Exercise brief. Rescale the records starting at the line containing "Could you spot the hillside" and ending at the end of the records, reproducing every line there, requests included, with each x and y point coordinate in the answers multiplied by 2.15 and rounded to a whole number, halves rounded up. Output only those lines, and omit the pictures.

Stored entries
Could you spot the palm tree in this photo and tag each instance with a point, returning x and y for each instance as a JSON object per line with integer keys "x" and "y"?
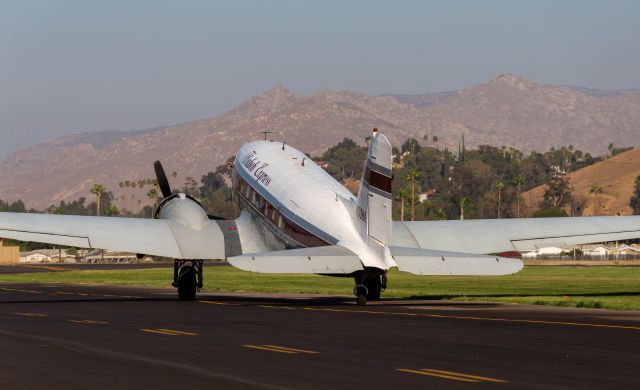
{"x": 518, "y": 181}
{"x": 499, "y": 187}
{"x": 402, "y": 195}
{"x": 112, "y": 210}
{"x": 595, "y": 190}
{"x": 98, "y": 190}
{"x": 153, "y": 195}
{"x": 461, "y": 202}
{"x": 412, "y": 175}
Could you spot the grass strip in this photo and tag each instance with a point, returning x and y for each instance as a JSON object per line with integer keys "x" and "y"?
{"x": 596, "y": 287}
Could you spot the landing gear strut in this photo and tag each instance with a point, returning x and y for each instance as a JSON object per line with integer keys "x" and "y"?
{"x": 187, "y": 277}
{"x": 369, "y": 285}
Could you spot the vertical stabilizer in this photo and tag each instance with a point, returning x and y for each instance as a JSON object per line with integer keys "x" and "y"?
{"x": 373, "y": 208}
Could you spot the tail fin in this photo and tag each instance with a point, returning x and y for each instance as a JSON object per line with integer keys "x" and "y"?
{"x": 373, "y": 207}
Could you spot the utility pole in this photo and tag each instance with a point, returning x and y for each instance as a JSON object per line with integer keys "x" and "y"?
{"x": 265, "y": 134}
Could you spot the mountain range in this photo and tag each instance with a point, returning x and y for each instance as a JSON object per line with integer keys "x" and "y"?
{"x": 506, "y": 111}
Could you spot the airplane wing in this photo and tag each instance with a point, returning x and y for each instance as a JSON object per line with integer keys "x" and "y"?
{"x": 429, "y": 262}
{"x": 325, "y": 260}
{"x": 524, "y": 234}
{"x": 156, "y": 237}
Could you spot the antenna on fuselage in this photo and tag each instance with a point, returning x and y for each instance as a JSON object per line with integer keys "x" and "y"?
{"x": 265, "y": 133}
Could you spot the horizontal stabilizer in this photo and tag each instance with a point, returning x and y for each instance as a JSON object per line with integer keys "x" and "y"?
{"x": 318, "y": 260}
{"x": 430, "y": 262}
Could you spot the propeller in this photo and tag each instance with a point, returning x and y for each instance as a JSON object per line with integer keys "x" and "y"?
{"x": 163, "y": 183}
{"x": 165, "y": 188}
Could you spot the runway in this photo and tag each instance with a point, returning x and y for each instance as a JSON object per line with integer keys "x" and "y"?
{"x": 79, "y": 337}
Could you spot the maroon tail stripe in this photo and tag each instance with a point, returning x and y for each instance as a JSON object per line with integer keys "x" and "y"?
{"x": 377, "y": 180}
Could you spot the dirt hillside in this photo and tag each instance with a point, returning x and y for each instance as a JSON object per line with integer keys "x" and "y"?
{"x": 615, "y": 175}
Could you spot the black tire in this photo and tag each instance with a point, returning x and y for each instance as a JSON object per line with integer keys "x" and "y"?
{"x": 374, "y": 287}
{"x": 187, "y": 284}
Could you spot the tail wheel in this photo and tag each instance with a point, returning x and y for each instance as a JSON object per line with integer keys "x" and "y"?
{"x": 374, "y": 287}
{"x": 187, "y": 285}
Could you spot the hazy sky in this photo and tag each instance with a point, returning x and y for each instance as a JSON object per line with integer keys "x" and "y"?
{"x": 79, "y": 66}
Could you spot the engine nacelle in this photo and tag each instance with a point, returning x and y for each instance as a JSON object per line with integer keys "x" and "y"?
{"x": 184, "y": 210}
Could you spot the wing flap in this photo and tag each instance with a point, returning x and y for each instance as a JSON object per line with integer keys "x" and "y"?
{"x": 430, "y": 262}
{"x": 156, "y": 237}
{"x": 498, "y": 235}
{"x": 326, "y": 260}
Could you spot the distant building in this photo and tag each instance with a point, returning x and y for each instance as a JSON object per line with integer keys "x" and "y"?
{"x": 600, "y": 250}
{"x": 551, "y": 251}
{"x": 9, "y": 254}
{"x": 321, "y": 163}
{"x": 426, "y": 195}
{"x": 111, "y": 257}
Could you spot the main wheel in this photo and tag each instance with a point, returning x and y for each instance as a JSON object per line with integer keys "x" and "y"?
{"x": 187, "y": 284}
{"x": 374, "y": 287}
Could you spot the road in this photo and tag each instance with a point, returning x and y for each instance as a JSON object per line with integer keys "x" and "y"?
{"x": 104, "y": 337}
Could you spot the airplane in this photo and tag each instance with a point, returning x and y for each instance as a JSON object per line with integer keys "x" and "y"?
{"x": 296, "y": 218}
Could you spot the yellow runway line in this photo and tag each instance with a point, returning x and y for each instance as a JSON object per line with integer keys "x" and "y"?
{"x": 220, "y": 303}
{"x": 471, "y": 318}
{"x": 477, "y": 377}
{"x": 157, "y": 331}
{"x": 277, "y": 307}
{"x": 21, "y": 290}
{"x": 455, "y": 378}
{"x": 178, "y": 332}
{"x": 268, "y": 349}
{"x": 289, "y": 349}
{"x": 31, "y": 314}
{"x": 169, "y": 332}
{"x": 88, "y": 322}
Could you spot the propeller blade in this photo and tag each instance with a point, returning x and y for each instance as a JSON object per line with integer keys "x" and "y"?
{"x": 162, "y": 179}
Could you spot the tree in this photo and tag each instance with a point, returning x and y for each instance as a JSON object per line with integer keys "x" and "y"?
{"x": 518, "y": 181}
{"x": 411, "y": 176}
{"x": 550, "y": 213}
{"x": 500, "y": 186}
{"x": 558, "y": 193}
{"x": 462, "y": 201}
{"x": 98, "y": 190}
{"x": 439, "y": 215}
{"x": 153, "y": 195}
{"x": 634, "y": 202}
{"x": 595, "y": 190}
{"x": 112, "y": 210}
{"x": 402, "y": 195}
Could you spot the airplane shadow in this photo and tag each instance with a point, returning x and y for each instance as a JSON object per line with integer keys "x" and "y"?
{"x": 319, "y": 301}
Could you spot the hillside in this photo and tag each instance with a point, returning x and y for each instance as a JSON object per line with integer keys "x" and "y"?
{"x": 507, "y": 110}
{"x": 615, "y": 175}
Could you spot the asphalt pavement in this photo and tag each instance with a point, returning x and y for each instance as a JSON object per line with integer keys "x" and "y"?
{"x": 101, "y": 337}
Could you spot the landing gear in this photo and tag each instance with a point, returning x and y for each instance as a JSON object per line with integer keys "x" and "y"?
{"x": 369, "y": 285}
{"x": 187, "y": 277}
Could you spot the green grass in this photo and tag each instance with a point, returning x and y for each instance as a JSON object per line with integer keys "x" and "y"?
{"x": 598, "y": 287}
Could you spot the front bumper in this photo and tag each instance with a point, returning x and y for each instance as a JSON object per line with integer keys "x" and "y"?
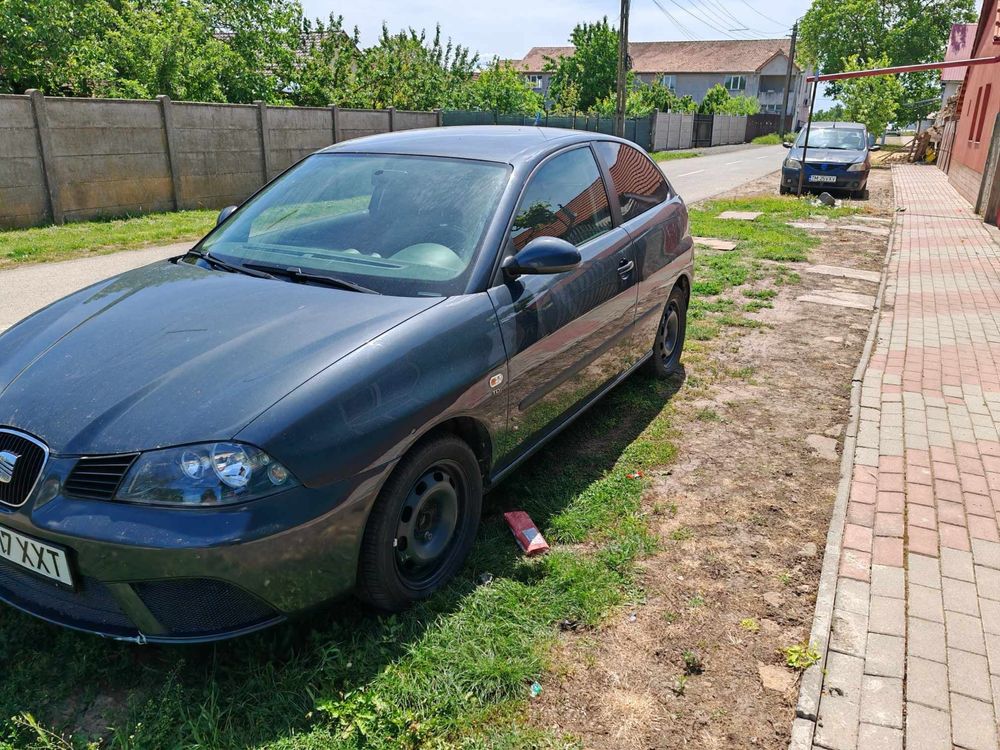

The completed task.
Could you spot the hillside in this photo and tag each instance with a point, returning x and y for each instance as a JSON object per line with integer keys "x" and "y"?
{"x": 1090, "y": 237}
{"x": 1322, "y": 376}
Could you spot the asphalt pavement in this photo and tag each instance with a point, returning x and y for each instance as a JSON object per line with integer keys "x" and "y"?
{"x": 217, "y": 725}
Could you spot the landing gear in this photo and tag each instance with a point, returning x and y for each instance as a JSON object per line with integer keys "x" and "y"?
{"x": 793, "y": 613}
{"x": 402, "y": 596}
Could you spot the green grass in this photo and tag each instance with a point, returning x and y for each instance as a JSON object per line with integer keys "x" and "y"?
{"x": 1286, "y": 617}
Could you spot the front bumper in this photo and tag each instance with a point, returning x and y for each instance as a JSON object per line with integer keys "x" and "y"?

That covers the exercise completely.